(Rows from a pointing dataset)
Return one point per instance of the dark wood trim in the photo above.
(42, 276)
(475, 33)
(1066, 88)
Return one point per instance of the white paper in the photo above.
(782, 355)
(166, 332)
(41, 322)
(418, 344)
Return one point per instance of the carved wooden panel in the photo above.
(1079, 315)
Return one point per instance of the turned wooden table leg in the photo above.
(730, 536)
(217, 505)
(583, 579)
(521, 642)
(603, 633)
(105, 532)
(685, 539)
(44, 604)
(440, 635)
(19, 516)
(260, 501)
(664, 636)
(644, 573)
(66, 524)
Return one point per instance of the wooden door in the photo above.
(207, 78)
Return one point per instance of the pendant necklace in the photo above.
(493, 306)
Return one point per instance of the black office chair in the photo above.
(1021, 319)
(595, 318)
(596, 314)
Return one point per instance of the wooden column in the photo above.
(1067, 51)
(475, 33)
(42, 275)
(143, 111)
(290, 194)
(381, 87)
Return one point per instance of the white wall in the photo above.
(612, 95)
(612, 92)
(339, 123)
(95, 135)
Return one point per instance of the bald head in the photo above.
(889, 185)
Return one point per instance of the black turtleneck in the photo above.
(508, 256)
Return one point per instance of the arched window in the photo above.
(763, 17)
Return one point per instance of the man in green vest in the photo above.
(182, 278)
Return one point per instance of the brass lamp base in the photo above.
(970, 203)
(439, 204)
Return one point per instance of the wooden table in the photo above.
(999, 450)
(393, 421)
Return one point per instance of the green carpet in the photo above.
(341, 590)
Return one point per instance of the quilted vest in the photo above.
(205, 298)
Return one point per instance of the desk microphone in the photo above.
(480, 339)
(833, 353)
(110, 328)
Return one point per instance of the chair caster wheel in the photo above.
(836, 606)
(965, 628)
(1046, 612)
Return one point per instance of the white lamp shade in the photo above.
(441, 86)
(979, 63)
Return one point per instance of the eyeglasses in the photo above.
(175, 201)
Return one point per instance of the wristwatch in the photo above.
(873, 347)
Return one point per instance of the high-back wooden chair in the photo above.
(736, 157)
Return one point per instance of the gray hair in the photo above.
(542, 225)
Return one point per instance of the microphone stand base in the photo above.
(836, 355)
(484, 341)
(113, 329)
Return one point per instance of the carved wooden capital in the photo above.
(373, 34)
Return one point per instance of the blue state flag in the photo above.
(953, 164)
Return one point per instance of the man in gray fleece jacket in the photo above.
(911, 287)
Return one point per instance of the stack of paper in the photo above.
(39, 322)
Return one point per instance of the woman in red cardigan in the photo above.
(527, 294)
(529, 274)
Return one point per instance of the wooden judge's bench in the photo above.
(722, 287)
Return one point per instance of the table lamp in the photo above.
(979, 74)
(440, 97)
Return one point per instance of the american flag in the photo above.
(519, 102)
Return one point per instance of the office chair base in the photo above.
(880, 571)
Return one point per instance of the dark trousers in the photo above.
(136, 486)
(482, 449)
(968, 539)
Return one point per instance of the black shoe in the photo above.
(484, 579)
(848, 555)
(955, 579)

◆ Objective ◆
Transcribe all of the material above verbatim, line for line, without altering anything.

◆ Response to this exercise ◆
Return one point per instance of the dark wood trim in the photo above.
(42, 276)
(475, 33)
(1066, 88)
Return one point per instance of the white paper in the photo above.
(782, 355)
(166, 332)
(41, 322)
(418, 344)
Return one point per instance of the carved wooden panel in the photo above.
(1079, 315)
Return one point per instance of the turned wooden table leg in the photo above.
(730, 536)
(217, 505)
(583, 579)
(521, 642)
(603, 633)
(105, 532)
(685, 539)
(44, 604)
(440, 635)
(19, 516)
(260, 501)
(664, 636)
(644, 573)
(66, 524)
Return one point per instance of the wooden door in the photo above.
(207, 78)
Return one point per instance of the pendant necklace in the photo above.
(493, 306)
Return one point per instance of the black office chair in the photo above.
(1021, 319)
(595, 318)
(596, 314)
Return one point per instance of the wooden column in the photo above.
(1067, 51)
(475, 33)
(42, 275)
(143, 111)
(290, 194)
(381, 87)
Return one point per instance of the white wall in the photo above.
(612, 95)
(612, 92)
(339, 123)
(95, 135)
Return one point per instance of the bald head in the photo above.
(889, 185)
Return one point per instance of the black turtleneck in the photo above.
(508, 256)
Return one point per instance of the arched window in the photo above.
(763, 17)
Return one point per instance of the man in green vest in the photo above.
(182, 278)
Return one point per instance of the brass lamp base in the photo above.
(970, 203)
(439, 204)
Return one point per instance of the wooden table in the photo above.
(999, 450)
(393, 421)
Return one point per instance of the green carpet in the photo above.
(341, 590)
Return one point per instance of the quilted vest in the photo above.
(205, 298)
Return one point per instance of the desk microphone in the photo above.
(480, 339)
(833, 353)
(110, 328)
Return one point per instance of the chair caster wheel in the photo above.
(836, 606)
(965, 628)
(1046, 612)
Return one point per instance of the white lamp shade in the photo above.
(441, 86)
(979, 63)
Return one point per instance of the eyeglasses in the photo above.
(175, 201)
Return one point per instance of the wristwatch in the photo above.
(873, 347)
Return one point per instance of the high-back wooden chair in the photo above.
(736, 157)
Return one point per instance of the gray hair in the photo above.
(542, 225)
Return one point per instance of the microphone stand base in the photo above.
(836, 355)
(484, 341)
(113, 329)
Return one point per instance of the carved wooden capital in the photo above.
(373, 34)
Return one point per instance of the blue state flag in the photo above.
(953, 164)
Return one point per instance of the man in gray fleece jacket in the photo above.
(911, 287)
Return one point per instance of the stack of paper in the photo above.
(39, 322)
Return one point per instance of the woman in red cardigan in the photo above.
(527, 294)
(529, 274)
Return one point per instance of the wooden judge's bench in the photo above.
(722, 287)
Return one point per instance of the table lamp in the photo above.
(979, 74)
(440, 97)
Return one point per instance of the american flag in the photo above.
(519, 102)
Return one point per instance of the office chair base in the photo above.
(880, 571)
Return one point per instance of the dark trousers in the photo above.
(136, 486)
(482, 449)
(968, 539)
Return one point per instance of the black shoe in the photo above.
(484, 579)
(848, 555)
(955, 579)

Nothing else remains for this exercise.